[TEXTE CITÉ]
= = = =

Le narrateur reste extérieur à la scène qu’il décrit, il reste sur sa position d’observateur dont le souci primordial est de réussir une description la plus réaliste et la plus naturelle possible. C’est la raison pour laquelle l’utilisation des mots étrangers se produit essentiellement dans le discours libre où le narrateur désire refléter l’ambiance locale, la diversité humaine et linguistique du pays. Nous pouvons relever un autre endroit privilégié de l’utilisation des vocables étrangers, qui est celui des cas où le signifiant étranger est le seul à pouvoir rendre compte avec exactitude du signifié, lorsque la langue française ne possède pas de signifiant correspondant pour le signifié donné. Mais là encore, cette pratique relève essentiellement du désir de coller le plus à la réalité, et non d’une volonté consciente de vouloir brouiller le texte écrit en français. Les auteurs ne tentent pas de donner une traduction des mots de la vie quotidienne qui désignent des réalités propres à l’Afrique du Nord. Au lieu d’utiliser une traduction approximative ou une périphrase compliquée pour les mots comme taleb, caïd, roumi, madrasa, ksar, bordj, burnous, haïk, couscous, etc., ils préfèrent garder le terme initial qu’ils expliquent entre parenthèse ou en bas de page. C’est d’ailleurs, de la même manière que procèdent l’ensemble des écrivains de l’Algérie de l’époque.

= = = =

[MATÉRIEL]
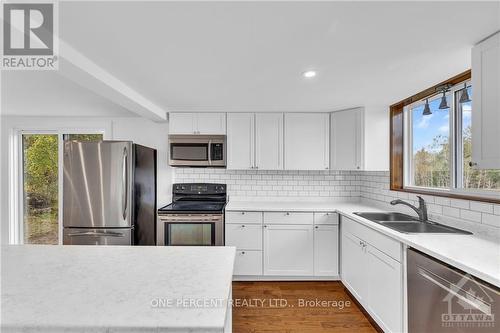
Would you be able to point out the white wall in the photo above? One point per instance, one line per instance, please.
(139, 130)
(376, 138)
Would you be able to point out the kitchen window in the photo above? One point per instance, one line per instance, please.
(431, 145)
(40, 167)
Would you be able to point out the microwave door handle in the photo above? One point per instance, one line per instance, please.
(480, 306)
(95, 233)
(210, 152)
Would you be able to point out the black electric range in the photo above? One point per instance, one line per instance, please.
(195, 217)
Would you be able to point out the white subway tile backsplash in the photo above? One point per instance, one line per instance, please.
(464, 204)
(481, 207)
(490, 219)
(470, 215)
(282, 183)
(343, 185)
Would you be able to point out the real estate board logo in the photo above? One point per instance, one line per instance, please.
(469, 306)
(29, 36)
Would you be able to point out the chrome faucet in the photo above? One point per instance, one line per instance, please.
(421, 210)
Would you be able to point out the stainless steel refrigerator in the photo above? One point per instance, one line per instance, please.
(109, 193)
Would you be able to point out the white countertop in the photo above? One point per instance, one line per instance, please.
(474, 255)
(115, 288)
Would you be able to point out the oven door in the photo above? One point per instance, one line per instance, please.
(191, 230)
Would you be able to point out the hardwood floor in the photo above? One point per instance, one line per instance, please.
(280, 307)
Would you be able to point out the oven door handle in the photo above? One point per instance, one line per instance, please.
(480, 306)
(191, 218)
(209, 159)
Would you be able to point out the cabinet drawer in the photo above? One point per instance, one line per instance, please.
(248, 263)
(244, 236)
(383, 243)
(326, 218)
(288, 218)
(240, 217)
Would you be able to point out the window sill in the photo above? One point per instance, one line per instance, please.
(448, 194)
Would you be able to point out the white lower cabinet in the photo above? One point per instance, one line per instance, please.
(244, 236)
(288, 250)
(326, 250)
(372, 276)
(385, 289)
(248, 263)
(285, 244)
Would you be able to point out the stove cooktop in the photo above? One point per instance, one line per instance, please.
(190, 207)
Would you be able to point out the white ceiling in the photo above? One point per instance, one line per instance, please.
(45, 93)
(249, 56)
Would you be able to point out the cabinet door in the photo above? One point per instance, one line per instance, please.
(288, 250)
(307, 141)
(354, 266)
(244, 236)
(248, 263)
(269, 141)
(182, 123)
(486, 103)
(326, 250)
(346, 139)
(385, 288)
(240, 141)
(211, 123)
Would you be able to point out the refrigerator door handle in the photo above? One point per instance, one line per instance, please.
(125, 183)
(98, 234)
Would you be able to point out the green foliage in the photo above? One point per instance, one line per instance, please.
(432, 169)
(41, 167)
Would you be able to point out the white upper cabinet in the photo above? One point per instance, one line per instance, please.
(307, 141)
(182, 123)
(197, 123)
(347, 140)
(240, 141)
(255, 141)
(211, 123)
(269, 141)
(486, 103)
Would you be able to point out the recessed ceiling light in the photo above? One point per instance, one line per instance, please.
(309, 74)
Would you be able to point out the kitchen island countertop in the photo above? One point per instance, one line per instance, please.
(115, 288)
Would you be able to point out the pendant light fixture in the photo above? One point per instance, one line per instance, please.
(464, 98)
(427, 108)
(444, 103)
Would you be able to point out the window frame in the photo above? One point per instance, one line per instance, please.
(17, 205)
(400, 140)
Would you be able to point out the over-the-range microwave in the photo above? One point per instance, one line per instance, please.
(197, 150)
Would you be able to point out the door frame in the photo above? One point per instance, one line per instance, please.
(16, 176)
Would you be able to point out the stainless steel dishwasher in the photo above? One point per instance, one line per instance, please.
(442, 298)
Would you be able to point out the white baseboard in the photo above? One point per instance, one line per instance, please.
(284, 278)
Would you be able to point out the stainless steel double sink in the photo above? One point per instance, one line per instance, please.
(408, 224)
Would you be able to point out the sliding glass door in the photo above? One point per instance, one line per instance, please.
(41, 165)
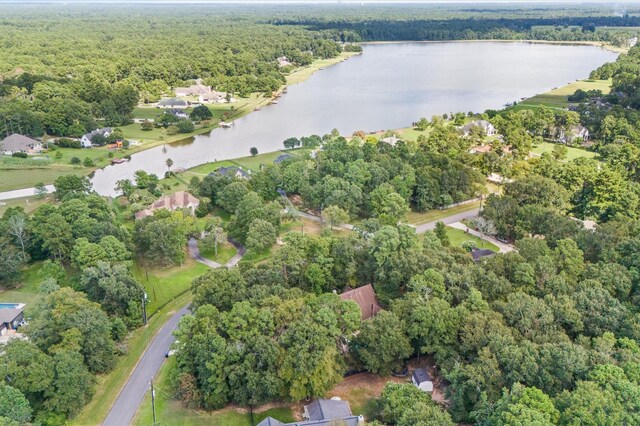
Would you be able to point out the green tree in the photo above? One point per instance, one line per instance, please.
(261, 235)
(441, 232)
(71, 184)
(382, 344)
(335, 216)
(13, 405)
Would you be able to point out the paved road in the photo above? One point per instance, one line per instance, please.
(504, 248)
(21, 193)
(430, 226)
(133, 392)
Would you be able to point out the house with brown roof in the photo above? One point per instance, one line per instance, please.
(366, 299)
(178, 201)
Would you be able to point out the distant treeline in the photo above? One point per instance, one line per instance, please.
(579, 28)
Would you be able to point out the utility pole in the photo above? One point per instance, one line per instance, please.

= = = =

[DÉTAILS DE LA TÂCHE]
Répondez brièvement aux questions suivantes sur le texte consacré aux mots étrangers.
(a) Quel est le souci primordial du narrateur en tant qu'observateur ?
(b) Dans quel type de discours l'utilisation des mots étrangers se produit-elle essentiellement ?
(c) Où les auteurs expliquent-ils le terme initial qu'ils choisissent de garder ?

[RÉPONSE À LA TÂCHE]
(a) Réussir une description la plus réaliste et la plus naturelle possible.
(b) Dans le discours libre.
(c) Entre parenthèse ou en bas de page.